Obviously I know you can’t talk about the story, and I don’t want to get you in trouble for anything, but now that they’ve released what you look like, what you sound like, and the fact that there is no kryptonite in the movie, and a lot more information has funneled out, I can ask you a more specific question. What was it like wearing that outfit? Because it looks badass.
Shannon: I never wore the armor.
So that’s all CG?
Shannon: That is a CG outfit, I think I can say that without getting assassinated, yes. Honestly, the armor would be very heavy – like in Iron Man, Downey Jr. doesn’t ever wear armor – Oh, but there is a guy who wears it. I know the guy, the guy who was the Iron Man double, who had to wear that freakin suit was on Man of Steel and he said it was a freakin nightmare, it’s so freakin heavy. They wanted me to have freedom of movement and if I would have actually been wearing a giant metal suit I would have been walking around like this, you know? So every time you see me in that metal suit just close your eyes and imagine me in an Arlequino outfit; green, red, blue, with the little tight around the midsection. Yeah, we all looked like bunch of dorks.
One of the things that Zack recently said that excites me and the fandom to no end is that there is no kryptonite in the movie, because I think that’s been a crutch that they’ve relied on in every fucking movie and it’s just stupid. Let’s make it so he’s dealing with real shit, like he’s afraid because he’s afraid. When you found out that there was no kryptonite was that something where you thought, “This is really cool”?
Shannon: Well, yeah, I mean I thought the whole script was just very sophisticated for the genre that it is. It was as sophisticated as scripts for other movies I’ve done that have been considered more highfalutin, or whatever. It has a lot of deep themes in it, and the way they deal with Kal-El’s journey is really fascinating.
Switching subjects completely, I really enjoyed Jake Paltrow’s The Good Night.
Shannon: Oh, I never saw it.
I really dug it a lot and I know you’re doing Young Ones, I don’t know much about the project, can you talk about what appealed to you about the project and who you play? I know its sci-fi.
Shannon: Yeah, it’s about the inevitable water shortage that will be happening, or is already starting to happen. It’s set in the future a little bit, there’s not much water left and I play a guy who’s a farmer and his land is completely obliterated by drought and he’s trying to take care of his family. It’s kind of got a Steinbeck-ian vibe to it a little bit. We shot it down in Africa. I think Jake is super smart. He’s really exciting. He reminds me of Jeff Nichols, who is my favorite dude. We got a new movie coming out, Mud.
══════════
**GIVEN PROBLEM 1:**
Answer these questions about the interview:
(a) What does Shannon say about the armor worn on screen?
(b) Where was Young Ones shot?
(c) Who does Jake remind Shannon of?
The interview and the records are unrelated to each other.

Object location annotation data
══════════
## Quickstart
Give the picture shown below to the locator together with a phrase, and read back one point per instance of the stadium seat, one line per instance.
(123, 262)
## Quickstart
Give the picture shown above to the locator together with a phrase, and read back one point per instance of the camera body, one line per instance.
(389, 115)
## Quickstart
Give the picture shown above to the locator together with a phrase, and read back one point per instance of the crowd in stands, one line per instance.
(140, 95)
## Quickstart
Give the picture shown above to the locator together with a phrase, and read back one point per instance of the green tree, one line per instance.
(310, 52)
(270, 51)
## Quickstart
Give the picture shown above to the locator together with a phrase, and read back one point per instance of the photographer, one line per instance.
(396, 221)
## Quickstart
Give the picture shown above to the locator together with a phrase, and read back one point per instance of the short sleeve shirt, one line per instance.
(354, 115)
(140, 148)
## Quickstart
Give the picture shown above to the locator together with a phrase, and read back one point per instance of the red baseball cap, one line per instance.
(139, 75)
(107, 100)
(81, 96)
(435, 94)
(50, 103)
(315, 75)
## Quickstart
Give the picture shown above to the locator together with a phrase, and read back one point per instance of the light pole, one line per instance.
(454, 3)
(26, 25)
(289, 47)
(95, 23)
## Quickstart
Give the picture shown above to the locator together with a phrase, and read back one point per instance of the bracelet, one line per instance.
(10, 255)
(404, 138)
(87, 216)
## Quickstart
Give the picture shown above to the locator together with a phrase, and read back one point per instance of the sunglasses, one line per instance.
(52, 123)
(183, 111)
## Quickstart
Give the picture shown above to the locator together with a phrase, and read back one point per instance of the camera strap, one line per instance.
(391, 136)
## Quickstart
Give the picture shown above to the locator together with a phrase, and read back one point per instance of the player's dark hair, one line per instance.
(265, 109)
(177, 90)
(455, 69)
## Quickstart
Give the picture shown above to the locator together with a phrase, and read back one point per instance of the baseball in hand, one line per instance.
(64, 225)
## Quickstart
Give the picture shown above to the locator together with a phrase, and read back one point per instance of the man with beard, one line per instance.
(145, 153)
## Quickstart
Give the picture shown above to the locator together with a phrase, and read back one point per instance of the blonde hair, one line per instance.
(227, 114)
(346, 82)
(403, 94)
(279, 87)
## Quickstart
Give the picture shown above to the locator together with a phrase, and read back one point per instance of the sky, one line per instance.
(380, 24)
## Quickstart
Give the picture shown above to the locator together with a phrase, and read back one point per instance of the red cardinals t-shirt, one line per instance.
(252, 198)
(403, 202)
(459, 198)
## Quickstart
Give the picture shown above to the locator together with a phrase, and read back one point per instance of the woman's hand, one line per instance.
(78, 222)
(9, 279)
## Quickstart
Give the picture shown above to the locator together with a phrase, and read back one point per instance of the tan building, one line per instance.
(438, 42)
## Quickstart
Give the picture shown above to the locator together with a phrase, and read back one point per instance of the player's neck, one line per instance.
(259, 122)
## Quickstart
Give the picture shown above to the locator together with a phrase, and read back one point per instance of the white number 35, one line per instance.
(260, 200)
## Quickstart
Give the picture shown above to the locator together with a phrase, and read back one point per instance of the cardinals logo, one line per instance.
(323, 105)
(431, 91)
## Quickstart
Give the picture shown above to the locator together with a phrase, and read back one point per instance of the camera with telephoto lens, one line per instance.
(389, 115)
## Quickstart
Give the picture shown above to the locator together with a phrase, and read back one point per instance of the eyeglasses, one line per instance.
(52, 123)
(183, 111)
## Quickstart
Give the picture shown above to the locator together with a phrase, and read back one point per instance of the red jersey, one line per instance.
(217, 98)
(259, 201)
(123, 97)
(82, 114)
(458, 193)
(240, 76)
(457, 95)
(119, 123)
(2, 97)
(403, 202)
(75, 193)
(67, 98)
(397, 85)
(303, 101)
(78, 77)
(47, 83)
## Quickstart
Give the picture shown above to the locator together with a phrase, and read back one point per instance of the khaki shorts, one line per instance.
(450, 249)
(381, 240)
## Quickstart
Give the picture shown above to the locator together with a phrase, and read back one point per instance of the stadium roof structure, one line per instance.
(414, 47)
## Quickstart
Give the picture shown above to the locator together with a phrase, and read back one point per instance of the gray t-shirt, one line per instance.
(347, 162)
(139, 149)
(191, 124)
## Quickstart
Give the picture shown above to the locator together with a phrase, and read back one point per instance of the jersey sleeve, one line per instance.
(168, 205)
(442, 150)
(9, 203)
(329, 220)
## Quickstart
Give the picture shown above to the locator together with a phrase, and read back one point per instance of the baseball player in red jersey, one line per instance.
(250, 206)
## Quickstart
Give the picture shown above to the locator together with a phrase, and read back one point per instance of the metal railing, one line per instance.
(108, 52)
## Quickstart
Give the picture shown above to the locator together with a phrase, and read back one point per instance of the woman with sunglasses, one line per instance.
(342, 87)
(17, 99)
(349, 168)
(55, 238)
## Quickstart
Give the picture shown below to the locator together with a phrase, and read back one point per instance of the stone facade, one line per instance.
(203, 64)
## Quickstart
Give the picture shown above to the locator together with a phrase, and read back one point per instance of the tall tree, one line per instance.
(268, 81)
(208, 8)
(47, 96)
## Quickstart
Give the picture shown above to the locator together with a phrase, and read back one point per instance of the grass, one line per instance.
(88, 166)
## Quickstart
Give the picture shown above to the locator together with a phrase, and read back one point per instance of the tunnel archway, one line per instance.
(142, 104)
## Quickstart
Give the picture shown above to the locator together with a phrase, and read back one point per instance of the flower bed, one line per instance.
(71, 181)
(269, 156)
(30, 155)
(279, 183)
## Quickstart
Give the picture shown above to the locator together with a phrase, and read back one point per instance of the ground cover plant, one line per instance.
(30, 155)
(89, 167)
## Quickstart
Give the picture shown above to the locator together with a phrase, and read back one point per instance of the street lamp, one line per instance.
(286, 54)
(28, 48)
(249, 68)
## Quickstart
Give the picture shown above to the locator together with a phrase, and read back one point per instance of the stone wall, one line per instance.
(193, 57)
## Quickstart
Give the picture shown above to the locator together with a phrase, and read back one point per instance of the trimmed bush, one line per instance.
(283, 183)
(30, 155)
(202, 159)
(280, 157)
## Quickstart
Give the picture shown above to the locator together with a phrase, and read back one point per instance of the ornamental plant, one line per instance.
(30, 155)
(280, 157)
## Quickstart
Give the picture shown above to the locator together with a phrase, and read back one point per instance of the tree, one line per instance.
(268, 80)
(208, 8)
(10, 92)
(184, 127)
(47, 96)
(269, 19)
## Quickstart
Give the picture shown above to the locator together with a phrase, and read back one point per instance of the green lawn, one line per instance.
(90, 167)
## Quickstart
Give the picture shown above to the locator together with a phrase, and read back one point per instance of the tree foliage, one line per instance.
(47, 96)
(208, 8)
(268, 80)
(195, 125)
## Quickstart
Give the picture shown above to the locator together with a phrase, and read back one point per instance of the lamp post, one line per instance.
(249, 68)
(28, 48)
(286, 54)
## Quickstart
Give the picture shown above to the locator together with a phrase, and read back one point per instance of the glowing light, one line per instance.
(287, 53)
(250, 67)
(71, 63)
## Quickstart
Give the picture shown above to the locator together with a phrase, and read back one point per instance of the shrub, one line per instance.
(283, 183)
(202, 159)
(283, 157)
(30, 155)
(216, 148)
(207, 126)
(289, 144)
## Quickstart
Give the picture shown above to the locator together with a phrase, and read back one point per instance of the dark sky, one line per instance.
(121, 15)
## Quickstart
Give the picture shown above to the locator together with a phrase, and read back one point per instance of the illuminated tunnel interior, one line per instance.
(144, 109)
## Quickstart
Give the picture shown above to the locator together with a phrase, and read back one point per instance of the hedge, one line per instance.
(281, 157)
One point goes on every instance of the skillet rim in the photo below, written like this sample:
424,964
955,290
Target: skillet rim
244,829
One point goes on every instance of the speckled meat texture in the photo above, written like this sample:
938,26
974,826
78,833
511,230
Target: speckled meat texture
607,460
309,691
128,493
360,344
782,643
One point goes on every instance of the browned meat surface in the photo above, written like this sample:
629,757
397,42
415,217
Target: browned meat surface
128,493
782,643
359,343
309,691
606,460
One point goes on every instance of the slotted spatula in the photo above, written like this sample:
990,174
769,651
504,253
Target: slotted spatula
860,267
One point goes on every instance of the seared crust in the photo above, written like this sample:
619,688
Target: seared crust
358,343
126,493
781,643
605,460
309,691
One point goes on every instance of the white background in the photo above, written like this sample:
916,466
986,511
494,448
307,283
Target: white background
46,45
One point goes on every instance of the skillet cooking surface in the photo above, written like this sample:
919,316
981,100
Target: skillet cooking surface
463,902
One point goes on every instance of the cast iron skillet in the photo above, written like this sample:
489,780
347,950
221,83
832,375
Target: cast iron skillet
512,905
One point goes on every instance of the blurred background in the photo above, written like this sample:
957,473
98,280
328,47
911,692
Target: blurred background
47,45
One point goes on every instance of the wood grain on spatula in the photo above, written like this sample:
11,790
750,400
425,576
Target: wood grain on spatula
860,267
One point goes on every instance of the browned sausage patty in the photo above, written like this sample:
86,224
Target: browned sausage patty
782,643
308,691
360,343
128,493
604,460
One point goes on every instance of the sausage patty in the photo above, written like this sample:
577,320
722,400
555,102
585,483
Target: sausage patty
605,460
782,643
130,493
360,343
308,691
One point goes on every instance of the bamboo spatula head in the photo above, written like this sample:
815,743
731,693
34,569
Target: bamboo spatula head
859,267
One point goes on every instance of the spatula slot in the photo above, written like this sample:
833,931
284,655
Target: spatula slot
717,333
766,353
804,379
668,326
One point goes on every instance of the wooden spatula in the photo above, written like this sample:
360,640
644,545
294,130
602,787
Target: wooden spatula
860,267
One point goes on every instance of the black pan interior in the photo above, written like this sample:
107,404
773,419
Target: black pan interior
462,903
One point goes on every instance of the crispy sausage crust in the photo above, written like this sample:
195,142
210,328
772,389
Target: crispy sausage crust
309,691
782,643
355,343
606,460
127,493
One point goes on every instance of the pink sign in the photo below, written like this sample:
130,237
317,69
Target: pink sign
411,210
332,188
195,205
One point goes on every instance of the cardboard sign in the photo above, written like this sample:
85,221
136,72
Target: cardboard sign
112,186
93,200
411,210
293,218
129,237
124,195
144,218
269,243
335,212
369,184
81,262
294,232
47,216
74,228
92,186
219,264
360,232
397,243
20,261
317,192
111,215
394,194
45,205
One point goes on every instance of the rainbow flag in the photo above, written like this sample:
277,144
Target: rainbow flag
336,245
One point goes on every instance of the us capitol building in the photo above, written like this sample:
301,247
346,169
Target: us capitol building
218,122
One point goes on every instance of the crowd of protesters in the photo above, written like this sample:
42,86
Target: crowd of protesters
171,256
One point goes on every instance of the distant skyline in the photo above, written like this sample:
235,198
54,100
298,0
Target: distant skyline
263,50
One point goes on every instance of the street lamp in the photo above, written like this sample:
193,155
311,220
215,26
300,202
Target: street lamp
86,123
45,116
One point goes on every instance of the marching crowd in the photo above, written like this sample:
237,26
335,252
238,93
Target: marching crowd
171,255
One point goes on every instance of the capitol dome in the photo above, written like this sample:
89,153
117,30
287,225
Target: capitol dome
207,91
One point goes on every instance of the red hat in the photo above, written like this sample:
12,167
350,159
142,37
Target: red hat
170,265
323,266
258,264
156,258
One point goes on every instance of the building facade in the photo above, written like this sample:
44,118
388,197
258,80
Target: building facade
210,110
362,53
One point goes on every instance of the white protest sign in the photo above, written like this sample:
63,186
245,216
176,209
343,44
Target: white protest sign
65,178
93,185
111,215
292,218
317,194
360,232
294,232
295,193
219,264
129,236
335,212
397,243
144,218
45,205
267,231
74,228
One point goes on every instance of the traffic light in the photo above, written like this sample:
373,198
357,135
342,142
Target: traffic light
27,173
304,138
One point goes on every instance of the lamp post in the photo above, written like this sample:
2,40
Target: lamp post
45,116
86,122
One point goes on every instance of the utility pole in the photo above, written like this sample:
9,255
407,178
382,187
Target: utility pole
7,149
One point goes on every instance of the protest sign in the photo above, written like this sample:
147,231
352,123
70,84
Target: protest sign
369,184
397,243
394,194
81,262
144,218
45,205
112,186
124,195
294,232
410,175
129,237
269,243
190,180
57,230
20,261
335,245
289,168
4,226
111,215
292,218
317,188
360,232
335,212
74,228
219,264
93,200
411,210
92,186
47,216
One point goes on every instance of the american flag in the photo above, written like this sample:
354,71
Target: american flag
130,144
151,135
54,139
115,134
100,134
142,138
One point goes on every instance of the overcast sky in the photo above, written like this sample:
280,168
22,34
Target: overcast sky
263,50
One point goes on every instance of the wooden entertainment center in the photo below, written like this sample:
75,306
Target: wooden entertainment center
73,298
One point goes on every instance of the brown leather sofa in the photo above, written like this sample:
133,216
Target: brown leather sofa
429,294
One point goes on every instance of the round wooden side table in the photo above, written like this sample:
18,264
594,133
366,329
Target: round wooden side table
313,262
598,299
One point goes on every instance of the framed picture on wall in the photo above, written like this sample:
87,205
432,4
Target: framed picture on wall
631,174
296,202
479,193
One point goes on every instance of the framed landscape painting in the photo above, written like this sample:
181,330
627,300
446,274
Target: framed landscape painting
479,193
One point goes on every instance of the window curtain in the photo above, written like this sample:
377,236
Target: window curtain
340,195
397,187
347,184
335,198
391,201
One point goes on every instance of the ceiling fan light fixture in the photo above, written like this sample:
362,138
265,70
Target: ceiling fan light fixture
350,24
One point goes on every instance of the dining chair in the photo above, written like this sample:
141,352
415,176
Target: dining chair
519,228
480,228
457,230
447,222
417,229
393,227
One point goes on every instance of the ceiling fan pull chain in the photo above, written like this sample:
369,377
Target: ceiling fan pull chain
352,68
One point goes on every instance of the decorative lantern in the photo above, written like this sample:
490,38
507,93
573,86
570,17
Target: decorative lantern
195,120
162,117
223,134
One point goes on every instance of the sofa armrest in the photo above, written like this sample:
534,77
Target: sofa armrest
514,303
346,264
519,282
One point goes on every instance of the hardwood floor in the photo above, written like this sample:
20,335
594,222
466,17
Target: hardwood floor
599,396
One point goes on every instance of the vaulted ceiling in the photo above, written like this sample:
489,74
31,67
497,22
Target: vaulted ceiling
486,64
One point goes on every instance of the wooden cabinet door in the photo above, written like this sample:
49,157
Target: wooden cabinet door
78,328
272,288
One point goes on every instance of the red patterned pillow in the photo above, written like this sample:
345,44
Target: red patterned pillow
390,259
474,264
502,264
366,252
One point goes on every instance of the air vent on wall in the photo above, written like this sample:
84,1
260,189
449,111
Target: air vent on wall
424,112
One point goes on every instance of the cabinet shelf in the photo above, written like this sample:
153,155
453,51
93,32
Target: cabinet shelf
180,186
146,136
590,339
══════════
**GIVEN PROBLEM 2:** Count the lines of the records that contain the string "stadium", treating uppercase and lowercase as different. Give only the number.

**CORRECT RESPONSE 1:**
(a) Shannon never wore it; it is a CG outfit.
(b) In Africa.
(c) Jeff Nichols.

**CORRECT RESPONSE 2:** 2